=== Arbeitsanweisung A ===
Drucken Sie aus dem Text über Beta-Blocker alles von „Beruhigt, aber oft“ bis hinunter zu „sowie depressiven Verstimmungen.“ wortgetreu ab.
=== Arbeitsanweisung B ===
Über welche Beschwerden berichten Musiker laut dem Text über Beta-Blocker?

=== Bereitgestellter Text ===

************

Beruhigt, aber oft auch zu sehr ruhig gestellt

In manchem Geigenkasten findet man wie selbstverständlich die rosa Pillen, Beta-Blocker. In diversen klinischen Studien wird die Einnahme der Beta-Blocker aber höchst kritisch gesehen. So sind die Reaktionsschnelligkeit, die Wahrnehmungsfähigkeit durch Beta-Blocker ebenso beeinträchtigt. Musiker berichten von Kurzatmigkeit, Schlafstörungen, Ohrensausen sowie depressiven Verstimmungen.

************

Datensätze aus einer Datenquelle:
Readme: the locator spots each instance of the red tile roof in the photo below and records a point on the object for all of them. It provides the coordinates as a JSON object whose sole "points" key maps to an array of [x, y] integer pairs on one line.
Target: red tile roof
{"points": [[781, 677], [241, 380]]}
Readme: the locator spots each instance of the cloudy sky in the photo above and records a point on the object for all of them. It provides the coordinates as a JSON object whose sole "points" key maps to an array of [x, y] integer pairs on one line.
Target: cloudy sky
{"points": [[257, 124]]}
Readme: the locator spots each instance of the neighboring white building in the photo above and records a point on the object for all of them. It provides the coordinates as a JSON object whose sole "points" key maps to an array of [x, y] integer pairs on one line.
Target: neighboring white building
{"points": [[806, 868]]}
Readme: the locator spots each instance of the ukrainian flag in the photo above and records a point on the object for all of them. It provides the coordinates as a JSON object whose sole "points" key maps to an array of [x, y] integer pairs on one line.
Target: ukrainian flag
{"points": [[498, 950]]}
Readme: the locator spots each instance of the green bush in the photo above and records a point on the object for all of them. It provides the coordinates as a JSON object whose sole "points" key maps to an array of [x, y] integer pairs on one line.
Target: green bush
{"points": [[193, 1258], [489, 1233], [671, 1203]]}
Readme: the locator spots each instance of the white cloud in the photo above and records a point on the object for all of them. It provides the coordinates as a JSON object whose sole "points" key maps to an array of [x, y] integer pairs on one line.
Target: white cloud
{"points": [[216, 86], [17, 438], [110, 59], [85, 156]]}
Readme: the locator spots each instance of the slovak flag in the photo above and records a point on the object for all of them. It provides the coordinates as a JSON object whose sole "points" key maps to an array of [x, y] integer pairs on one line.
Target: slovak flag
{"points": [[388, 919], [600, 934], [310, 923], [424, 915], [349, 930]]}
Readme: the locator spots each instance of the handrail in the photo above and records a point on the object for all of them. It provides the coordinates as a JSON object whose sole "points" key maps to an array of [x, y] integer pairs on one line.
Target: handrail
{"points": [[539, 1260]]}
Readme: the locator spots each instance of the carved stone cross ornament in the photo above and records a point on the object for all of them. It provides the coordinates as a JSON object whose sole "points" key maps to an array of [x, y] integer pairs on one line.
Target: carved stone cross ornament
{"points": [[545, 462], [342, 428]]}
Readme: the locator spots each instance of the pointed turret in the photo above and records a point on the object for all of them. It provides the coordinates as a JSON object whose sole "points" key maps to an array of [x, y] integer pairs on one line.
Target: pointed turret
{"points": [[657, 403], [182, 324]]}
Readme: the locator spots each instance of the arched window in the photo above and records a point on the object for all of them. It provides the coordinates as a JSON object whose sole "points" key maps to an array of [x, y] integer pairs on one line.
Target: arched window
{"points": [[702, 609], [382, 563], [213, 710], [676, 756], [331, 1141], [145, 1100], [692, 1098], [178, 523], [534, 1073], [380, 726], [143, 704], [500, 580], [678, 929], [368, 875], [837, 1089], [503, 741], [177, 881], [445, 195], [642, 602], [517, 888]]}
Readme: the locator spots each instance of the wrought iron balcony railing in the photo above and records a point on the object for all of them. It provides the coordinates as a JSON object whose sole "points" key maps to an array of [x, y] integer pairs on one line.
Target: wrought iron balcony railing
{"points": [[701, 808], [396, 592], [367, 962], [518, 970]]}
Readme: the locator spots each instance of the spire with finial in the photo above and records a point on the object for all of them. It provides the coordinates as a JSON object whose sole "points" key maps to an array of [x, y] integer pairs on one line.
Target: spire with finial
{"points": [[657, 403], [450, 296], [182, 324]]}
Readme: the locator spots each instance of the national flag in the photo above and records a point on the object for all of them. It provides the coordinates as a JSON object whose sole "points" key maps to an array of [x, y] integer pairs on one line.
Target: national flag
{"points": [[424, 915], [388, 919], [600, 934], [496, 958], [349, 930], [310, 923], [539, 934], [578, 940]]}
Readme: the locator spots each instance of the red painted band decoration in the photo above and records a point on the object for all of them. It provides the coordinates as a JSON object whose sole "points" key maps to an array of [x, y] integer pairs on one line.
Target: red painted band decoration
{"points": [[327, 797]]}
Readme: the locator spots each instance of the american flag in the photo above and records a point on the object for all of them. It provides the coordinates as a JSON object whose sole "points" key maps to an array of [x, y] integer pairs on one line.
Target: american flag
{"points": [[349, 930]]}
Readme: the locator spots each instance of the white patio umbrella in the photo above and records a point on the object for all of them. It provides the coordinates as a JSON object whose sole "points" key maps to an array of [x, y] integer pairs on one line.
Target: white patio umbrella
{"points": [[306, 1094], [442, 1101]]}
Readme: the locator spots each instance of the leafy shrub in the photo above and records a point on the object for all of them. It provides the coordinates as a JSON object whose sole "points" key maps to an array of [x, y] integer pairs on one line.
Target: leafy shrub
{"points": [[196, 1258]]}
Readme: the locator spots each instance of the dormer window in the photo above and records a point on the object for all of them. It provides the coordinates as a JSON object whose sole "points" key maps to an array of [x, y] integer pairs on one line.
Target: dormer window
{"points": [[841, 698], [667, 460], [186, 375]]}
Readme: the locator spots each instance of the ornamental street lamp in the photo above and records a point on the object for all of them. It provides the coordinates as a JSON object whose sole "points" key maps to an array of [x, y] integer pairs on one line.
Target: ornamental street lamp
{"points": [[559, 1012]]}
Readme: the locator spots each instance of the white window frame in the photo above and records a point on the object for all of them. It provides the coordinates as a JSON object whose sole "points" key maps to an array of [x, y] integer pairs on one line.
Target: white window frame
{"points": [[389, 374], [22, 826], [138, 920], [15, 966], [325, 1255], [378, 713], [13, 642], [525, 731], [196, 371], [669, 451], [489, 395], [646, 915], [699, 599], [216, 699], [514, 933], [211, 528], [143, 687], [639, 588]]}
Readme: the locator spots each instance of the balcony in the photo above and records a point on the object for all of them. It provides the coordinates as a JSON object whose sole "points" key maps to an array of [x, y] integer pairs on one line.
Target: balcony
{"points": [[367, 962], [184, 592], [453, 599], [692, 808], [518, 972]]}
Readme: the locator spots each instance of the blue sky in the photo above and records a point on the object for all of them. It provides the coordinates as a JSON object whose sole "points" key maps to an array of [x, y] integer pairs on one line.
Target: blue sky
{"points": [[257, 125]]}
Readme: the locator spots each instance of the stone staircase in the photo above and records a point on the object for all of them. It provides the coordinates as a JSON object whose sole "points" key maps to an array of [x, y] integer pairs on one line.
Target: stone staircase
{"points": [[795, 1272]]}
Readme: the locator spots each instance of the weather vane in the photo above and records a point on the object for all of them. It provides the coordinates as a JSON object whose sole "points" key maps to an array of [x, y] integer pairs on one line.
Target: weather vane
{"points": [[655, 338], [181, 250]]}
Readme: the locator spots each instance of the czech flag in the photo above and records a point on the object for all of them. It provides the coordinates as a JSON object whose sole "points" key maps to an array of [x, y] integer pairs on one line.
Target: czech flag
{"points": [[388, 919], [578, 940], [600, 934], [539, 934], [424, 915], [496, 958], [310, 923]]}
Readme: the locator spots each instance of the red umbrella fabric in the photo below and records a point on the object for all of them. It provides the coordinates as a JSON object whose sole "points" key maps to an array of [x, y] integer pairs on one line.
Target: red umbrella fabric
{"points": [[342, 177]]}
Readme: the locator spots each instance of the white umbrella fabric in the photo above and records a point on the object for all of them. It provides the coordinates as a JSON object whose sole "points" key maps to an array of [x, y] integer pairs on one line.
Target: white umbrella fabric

************

=== Antwort zur Aufgabe A ===
Beruhigt, aber oft auch zu sehr ruhig gestellt

In manchem Geigenkasten findet man wie selbstverständlich die rosa Pillen, Beta-Blocker. In diversen klinischen Studien wird die Einnahme der Beta-Blocker aber höchst kritisch gesehen. So sind die Reaktionsschnelligkeit, die Wahrnehmungsfähigkeit durch Beta-Blocker ebenso beeinträchtigt. Musiker berichten von Kurzatmigkeit, Schlafstörungen, Ohrensausen sowie depressiven Verstimmungen.

=== Antwort zur Aufgabe B ===
Kurzatmigkeit, Schlafstörungen, Ohrensausen sowie depressive Verstimmungen.